____ Records for the exercise

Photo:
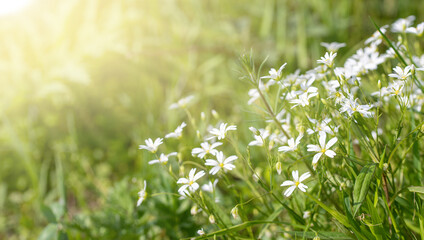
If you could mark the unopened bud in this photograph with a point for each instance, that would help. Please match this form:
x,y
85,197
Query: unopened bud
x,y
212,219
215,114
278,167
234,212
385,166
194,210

________
____ Records for the exercise

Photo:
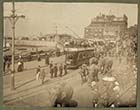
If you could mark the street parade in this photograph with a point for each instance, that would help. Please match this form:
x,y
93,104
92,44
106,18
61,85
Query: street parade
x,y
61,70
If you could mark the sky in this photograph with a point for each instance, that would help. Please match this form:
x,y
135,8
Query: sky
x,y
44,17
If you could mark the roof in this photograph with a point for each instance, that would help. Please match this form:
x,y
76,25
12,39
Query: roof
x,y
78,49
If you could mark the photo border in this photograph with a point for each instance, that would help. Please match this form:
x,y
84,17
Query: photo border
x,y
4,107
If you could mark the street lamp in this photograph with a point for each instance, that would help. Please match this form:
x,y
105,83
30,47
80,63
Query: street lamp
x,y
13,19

________

__Problem description__
Lines with "instance" in the records above: copy every one of them.

__Answer section__
If you could mark the unopened bud in this photograph with a point for each instance, that would help. Please match this form:
If you could mark the street parade in this photograph with a point for each instance, that would help. Please match this form:
If you could mark the sky in this photograph with a point for each instance, that would help. Please match this form:
If you could mark the roof in this photograph with a point for each instance, that would help. Please match this form:
If you could mark the photo border in this photograph with a point for each instance, that would help. Please match this form:
If you could mark the street lamp in this photograph with a point for each instance, that would help. Please match this form:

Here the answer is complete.